▶ _Text excerpt_

④ Total potential · Stationary condition · Critical load

Total potential:

$$ E_{\mathrm P} \;=\; U \;+\; U_{\mathrm P1} \;+\; U_{\mathrm P2} \;=\; \dfrac{4\, EI\, l}{3}\, a_{1}^{2} \;-\; \dfrac{22\, F_{\mathrm P}\, l^{3}}{45}\, a_{1}^{2} $$

(11.4-19)

where $-\tfrac{2}{9}-\tfrac{4}{15} = -\tfrac{22}{45}$

From $\mathrm d E_{\mathrm P}/\mathrm d a_{1} = 0$:

$$ \left(\dfrac{4\, EI\, l}{3} \;-\; \dfrac{22\, F_{\mathrm P}\, l^{3}}{45}\right) a_{1} \;=\; 0 $$

(11.4-20)

With $a_{1} \ne 0$ we solve

$$ F_{\mathrm{Pcr}} \;=\; \dfrac{30\, EI}{11\, l^{2}} \;\approx\; 2.727\,\dfrac{EI}{l^{2}} $$

(11.4-21)

▶ _Task requirements_
Write down every equation number given in the critical-load derivation above.

▶ _Extracted data_
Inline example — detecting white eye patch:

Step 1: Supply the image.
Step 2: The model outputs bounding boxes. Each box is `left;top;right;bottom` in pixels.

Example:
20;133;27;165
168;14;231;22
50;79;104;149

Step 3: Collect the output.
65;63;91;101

▶ _Response to the task_
(11.4-19), (11.4-20), (11.4-21)